*Prompt*
Copy out all of the records below word for word, keeping every line and character as it is.
======== Data rows ========
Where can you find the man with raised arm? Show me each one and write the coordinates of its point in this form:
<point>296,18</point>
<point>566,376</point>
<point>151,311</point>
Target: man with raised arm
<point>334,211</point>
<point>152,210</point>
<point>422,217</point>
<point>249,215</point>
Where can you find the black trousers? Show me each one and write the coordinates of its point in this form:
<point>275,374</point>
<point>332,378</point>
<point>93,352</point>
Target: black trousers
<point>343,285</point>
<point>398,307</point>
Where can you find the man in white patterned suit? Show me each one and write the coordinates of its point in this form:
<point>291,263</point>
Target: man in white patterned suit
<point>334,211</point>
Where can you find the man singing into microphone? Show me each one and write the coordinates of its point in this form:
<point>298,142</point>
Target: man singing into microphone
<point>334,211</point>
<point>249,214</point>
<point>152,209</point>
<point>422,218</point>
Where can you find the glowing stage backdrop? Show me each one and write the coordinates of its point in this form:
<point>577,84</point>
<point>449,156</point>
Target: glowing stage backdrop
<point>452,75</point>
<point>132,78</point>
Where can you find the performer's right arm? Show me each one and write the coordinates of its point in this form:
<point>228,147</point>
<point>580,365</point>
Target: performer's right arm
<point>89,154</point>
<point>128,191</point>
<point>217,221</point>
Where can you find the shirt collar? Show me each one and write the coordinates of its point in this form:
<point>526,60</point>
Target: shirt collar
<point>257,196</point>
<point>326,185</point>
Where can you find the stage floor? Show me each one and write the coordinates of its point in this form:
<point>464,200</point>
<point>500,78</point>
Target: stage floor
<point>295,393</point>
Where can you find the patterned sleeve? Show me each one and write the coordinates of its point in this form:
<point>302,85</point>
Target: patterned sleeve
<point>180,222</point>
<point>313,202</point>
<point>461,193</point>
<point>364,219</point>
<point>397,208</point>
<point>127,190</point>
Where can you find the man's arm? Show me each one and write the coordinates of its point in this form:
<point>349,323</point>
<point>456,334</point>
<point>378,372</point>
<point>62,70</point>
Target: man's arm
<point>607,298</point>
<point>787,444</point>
========
*The output*
Where can you find the man with raised arm? Show me each one and write the coordinates of its point in this form:
<point>296,18</point>
<point>566,376</point>
<point>151,311</point>
Target: man with raised arm
<point>334,211</point>
<point>152,210</point>
<point>422,217</point>
<point>249,215</point>
Where can you find the black trousers? Show me each one and write the coordinates of its point in this form:
<point>275,374</point>
<point>332,378</point>
<point>93,352</point>
Target: black trousers
<point>343,285</point>
<point>398,307</point>
Where can you find the man in white patterned suit? Show me each one and write the coordinates of its point in this form:
<point>291,263</point>
Target: man in white patterned suit
<point>334,211</point>
Where can you find the man singing into microphone? Show me each one and write the coordinates of its point in this form:
<point>298,142</point>
Target: man singing into microphone
<point>334,211</point>
<point>249,214</point>
<point>152,209</point>
<point>422,218</point>
Where can you find the glowing stage backdrop? Show me each one and write the coordinates of its point in this form:
<point>577,84</point>
<point>449,156</point>
Target: glowing stage backdrop
<point>452,75</point>
<point>132,78</point>
Where can you find the performer's right arm? Show me each one and write the coordinates of its point in this form:
<point>228,147</point>
<point>580,365</point>
Target: performer's right arm
<point>89,154</point>
<point>128,191</point>
<point>217,221</point>
Where can you find the shirt collar? Show me each one and write the coordinates of its point in this form:
<point>526,60</point>
Target: shirt collar
<point>257,196</point>
<point>326,185</point>
Where can you find the stage floor? Show me each one and write the coordinates of its point in this form:
<point>464,200</point>
<point>500,78</point>
Target: stage floor
<point>295,393</point>
Where can you find the patterned sleeve? Show me each one and write the coordinates of its point in this form:
<point>302,85</point>
Target: patterned sleeve
<point>180,222</point>
<point>313,202</point>
<point>461,193</point>
<point>364,219</point>
<point>397,208</point>
<point>127,190</point>
Where can you find the man's arm? Show me each one and write the coordinates of its point in this form:
<point>349,323</point>
<point>456,334</point>
<point>378,372</point>
<point>62,70</point>
Target: man's arm
<point>607,298</point>
<point>787,444</point>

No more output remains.